Material supplied –
===============

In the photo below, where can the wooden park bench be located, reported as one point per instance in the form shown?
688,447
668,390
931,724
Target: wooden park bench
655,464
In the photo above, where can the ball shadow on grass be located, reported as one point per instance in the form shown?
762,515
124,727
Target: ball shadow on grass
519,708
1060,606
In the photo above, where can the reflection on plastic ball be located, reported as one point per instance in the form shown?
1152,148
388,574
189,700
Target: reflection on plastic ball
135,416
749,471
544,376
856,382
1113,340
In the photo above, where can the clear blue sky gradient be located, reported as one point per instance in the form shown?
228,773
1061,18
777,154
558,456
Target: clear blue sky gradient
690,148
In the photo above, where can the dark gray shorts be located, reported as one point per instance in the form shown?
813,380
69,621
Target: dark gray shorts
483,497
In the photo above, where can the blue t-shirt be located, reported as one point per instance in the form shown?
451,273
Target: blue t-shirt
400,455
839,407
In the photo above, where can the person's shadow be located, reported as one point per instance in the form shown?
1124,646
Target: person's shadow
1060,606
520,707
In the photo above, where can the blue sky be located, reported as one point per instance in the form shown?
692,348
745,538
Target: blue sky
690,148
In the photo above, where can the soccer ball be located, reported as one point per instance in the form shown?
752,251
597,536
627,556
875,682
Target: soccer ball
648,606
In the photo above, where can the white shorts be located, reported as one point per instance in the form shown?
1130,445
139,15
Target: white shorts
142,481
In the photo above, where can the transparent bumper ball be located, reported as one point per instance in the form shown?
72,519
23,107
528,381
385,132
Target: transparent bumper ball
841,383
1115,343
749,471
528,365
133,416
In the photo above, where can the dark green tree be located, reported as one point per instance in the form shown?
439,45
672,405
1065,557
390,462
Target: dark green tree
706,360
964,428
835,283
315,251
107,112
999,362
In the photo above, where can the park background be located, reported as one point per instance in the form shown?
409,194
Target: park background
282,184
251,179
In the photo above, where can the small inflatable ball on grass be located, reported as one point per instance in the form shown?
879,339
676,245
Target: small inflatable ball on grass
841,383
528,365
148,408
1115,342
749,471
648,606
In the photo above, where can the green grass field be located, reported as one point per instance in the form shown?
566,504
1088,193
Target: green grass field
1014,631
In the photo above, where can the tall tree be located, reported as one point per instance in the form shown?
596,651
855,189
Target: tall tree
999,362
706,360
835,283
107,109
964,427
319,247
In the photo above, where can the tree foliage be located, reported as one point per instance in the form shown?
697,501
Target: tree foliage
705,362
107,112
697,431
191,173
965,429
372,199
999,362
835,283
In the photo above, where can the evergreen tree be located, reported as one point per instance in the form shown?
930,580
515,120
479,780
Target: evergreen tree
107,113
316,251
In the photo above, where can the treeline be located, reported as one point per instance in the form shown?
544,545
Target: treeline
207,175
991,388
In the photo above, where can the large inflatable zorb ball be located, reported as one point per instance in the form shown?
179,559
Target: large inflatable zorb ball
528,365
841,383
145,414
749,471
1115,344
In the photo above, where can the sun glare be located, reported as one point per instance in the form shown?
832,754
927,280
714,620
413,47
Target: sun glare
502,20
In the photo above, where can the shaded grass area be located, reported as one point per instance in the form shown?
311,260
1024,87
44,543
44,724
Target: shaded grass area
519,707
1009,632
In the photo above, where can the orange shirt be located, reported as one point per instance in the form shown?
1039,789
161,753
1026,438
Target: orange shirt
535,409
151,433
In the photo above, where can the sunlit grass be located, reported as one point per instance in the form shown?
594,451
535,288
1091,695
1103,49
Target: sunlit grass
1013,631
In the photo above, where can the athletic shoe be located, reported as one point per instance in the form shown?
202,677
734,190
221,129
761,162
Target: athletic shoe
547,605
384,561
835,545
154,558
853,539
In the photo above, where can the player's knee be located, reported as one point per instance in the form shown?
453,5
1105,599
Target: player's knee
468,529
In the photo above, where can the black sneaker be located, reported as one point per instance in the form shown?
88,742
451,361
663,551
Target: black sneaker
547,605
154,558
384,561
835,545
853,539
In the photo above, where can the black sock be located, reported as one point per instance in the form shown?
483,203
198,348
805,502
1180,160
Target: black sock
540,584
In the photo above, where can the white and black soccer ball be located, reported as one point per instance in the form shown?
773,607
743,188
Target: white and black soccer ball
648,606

===============

The records above are to be repeated exactly, in their entirety.

Solution for this task –
In the photo below, where can the wooden park bench be located, reported as one point per instance in the form shown?
688,447
668,390
931,724
Target: wooden park bench
655,464
In the photo above, where can the ball shadow on grass be located, reported as one point per instance in the form shown?
762,515
124,727
Target: ball shadow on grass
519,708
1060,606
In the photo above, where can the reflection on plastic ball be located, reported as one point per instance in the form shown?
1152,148
388,574
189,700
Target: reflection on plastic ball
135,416
749,471
544,376
856,382
1113,340
In the photo above, where can the clear blue sky gradient be located, reported as one point per instance in the form shown?
228,773
1061,18
777,154
558,456
Target: clear blue sky gradient
690,148
In the photo above, where can the dark gray shorts be located, reported as one point per instance in the form shown?
813,380
69,621
Target: dark gray shorts
483,497
In the photo above, where can the blue t-shirt be located, reported as one point per instance in the form shown?
451,273
Target: blue t-shirt
400,455
839,407
In the photo above, where can the person's shadow be located, reported as one point per instance in the form shown?
1124,646
Target: person's shadow
1060,606
520,707
In the photo above, where can the blue sky be located, reported as one point per instance in the form shown?
692,348
745,538
Target: blue sky
690,148
In the photo above, where can the soccer ball be located, reported as one point per instance in the form shown?
752,251
597,536
627,556
875,682
Target: soccer ball
648,606
In the photo above, where can the white shorts be located, reported as one point per instance in the form shown?
1130,445
139,15
Target: white shorts
142,481
In the photo above, where can the transparent bumper ball be located, reported as one point per instance in the form shown?
72,519
23,107
528,381
385,132
Target: transparent bumper ball
841,383
1115,343
749,471
528,365
133,416
In the photo above, where can the dark green tree be located, reported as one point per instance in the form shown?
439,45
672,405
1065,557
390,462
Target: dark green tree
706,360
964,428
835,283
315,251
107,112
999,362
In the photo above, where can the park background be located, reported as one point per instance in the form shown?
409,194
Target: park background
282,184
251,179
In the photo above, where can the small inflatable ball on grass be located, reported as one point per instance in the form shown?
879,339
676,245
Target: small inflatable ball on grass
841,383
528,365
148,408
1115,342
749,471
648,606
In the photo above, where can the green grass field be located, reported as one point per instance in the form shown?
566,504
1088,193
Target: green grass field
1014,631
In the photo above, where can the tall tree be located, reported as one point per instance in the form shown?
596,651
855,189
Target: tall tree
999,362
706,360
835,283
107,109
964,427
319,247
In the photo above, where can the tree foliage be located, reported as one point per instance in the form shown?
697,501
Target: tree foliage
705,362
107,112
697,431
191,173
965,429
372,199
999,362
835,283
In the photo above, where can the evergreen tree be located, reported as one point per instance in the form shown?
930,580
515,120
479,780
Target: evergreen tree
107,113
316,251
In the photo above, where can the treeline be located, reported as one point per instance in the form shown?
544,545
Target: treeline
207,175
991,388
In the photo above, where can the large inflatable zorb ball be located, reported as one point per instance in the form shown?
179,559
Target: large inflatable zorb ball
528,365
841,383
145,414
749,471
1115,344
In the photo above, where can the sun glare be located, reported as one point per instance in the form shown?
832,754
927,280
714,620
413,47
Target: sun glare
502,20
In the photo above, where can the shaded grass area be located, reported as one point per instance in the form shown?
311,260
1024,87
44,543
44,724
Target: shaded grass area
519,707
1009,632
In the photo above, where can the orange shirt be located, reported as one point per instance in the form shown?
1039,789
161,753
1026,438
Target: orange shirt
535,409
151,433
In the photo above, where can the sunlit grass be located, reported as one point per instance in the form shown?
594,451
535,288
1091,695
1103,49
Target: sunlit grass
1013,631
In the photo above, where can the athletic shoe be located, reported as one point per instance in the form shown?
202,677
734,190
221,129
761,162
Target: athletic shoe
547,605
384,561
835,545
154,558
853,539
In the photo above, where can the player's knee be located, reported as one point per instance in the form shown?
453,5
1105,599
Target: player's knee
468,529
In the photo above, where can the black sneaker be located, reported as one point per instance in the form shown?
88,742
451,361
663,551
Target: black sneaker
547,605
154,558
384,561
835,545
853,539
In the photo above, where can the black sock be located, reported as one point per instance in the form shown?
483,203
198,348
805,502
1180,160
Target: black sock
540,584
In the photo above, where can the white and black soccer ball be located, reported as one point per instance in the form shown?
773,607
743,188
Target: white and black soccer ball
648,606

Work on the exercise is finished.